-- start --

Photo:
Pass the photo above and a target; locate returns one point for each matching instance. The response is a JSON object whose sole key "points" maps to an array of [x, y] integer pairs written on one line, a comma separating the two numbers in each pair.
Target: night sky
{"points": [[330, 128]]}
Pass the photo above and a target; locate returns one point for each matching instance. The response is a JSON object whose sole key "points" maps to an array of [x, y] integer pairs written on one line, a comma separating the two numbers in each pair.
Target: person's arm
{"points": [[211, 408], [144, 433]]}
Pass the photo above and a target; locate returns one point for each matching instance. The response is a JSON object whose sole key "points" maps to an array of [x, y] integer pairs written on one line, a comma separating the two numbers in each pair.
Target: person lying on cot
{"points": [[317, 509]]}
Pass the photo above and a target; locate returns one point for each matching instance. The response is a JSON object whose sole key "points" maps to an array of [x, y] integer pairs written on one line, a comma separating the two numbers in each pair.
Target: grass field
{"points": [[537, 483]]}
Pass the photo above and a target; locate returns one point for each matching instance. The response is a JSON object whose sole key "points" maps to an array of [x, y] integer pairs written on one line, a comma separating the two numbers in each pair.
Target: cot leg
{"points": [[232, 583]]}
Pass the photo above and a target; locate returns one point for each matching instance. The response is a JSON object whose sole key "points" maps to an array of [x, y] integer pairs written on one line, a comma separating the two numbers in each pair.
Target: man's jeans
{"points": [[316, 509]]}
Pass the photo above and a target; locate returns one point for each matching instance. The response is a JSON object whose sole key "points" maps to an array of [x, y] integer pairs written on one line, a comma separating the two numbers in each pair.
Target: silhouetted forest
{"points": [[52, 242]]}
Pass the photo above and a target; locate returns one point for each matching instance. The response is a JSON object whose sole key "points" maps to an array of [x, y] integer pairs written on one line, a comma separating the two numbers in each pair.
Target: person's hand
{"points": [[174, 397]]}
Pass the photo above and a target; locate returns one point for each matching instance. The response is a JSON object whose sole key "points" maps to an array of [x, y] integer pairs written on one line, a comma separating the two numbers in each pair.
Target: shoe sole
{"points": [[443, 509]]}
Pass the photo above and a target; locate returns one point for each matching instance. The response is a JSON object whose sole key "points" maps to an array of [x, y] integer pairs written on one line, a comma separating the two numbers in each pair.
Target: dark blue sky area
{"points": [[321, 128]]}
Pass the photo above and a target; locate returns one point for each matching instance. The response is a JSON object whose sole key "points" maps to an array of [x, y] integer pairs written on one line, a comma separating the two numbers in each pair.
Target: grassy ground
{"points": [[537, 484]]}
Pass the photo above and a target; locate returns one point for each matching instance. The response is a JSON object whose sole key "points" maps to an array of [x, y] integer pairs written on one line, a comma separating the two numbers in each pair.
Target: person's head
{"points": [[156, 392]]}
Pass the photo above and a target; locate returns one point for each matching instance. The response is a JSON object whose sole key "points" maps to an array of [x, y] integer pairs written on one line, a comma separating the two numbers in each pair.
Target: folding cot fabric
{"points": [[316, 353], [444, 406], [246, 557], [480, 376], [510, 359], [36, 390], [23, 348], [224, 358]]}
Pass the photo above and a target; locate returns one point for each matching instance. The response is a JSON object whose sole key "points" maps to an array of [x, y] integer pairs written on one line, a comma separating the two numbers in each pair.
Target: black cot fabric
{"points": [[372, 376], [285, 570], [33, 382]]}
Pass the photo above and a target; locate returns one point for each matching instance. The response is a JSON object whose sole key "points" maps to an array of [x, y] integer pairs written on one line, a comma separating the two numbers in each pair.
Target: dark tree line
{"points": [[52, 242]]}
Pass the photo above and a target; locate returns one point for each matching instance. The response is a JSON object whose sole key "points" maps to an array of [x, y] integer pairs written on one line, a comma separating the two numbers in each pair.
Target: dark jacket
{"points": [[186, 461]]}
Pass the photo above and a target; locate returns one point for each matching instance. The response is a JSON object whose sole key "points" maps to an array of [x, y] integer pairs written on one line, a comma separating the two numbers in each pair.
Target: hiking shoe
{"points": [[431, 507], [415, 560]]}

-- end --
-- start --

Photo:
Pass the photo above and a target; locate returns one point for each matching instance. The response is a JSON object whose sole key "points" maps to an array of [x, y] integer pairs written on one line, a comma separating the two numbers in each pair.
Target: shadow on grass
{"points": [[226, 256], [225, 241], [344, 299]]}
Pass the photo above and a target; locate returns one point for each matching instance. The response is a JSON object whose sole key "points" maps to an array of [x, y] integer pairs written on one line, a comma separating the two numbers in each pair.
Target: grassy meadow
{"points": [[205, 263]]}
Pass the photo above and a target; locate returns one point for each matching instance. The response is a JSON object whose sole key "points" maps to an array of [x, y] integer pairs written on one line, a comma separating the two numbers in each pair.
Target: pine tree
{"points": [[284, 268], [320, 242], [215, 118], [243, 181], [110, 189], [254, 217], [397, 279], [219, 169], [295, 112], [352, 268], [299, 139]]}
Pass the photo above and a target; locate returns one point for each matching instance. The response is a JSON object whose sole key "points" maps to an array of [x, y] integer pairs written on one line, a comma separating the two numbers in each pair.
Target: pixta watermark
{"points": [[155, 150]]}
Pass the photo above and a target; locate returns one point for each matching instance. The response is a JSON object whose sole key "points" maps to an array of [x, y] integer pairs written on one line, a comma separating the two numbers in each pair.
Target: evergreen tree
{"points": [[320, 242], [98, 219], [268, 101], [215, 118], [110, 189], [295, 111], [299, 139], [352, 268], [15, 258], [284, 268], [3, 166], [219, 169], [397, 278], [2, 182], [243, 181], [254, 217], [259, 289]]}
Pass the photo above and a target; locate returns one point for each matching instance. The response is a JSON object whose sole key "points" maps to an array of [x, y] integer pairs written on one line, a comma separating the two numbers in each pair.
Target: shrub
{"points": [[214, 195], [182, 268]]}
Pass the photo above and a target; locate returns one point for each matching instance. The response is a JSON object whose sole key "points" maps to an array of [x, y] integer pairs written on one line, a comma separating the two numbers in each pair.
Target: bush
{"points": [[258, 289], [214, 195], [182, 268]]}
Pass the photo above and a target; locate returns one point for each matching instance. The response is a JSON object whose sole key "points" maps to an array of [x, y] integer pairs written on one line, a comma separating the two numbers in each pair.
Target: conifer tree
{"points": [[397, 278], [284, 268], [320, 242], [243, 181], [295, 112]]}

-- end --

■ **Required work**
Gather every line above that contains the word "fabric" and copy each one in full.

■ **Solution for this task**
Target: folding cot fabric
Target: black cot fabric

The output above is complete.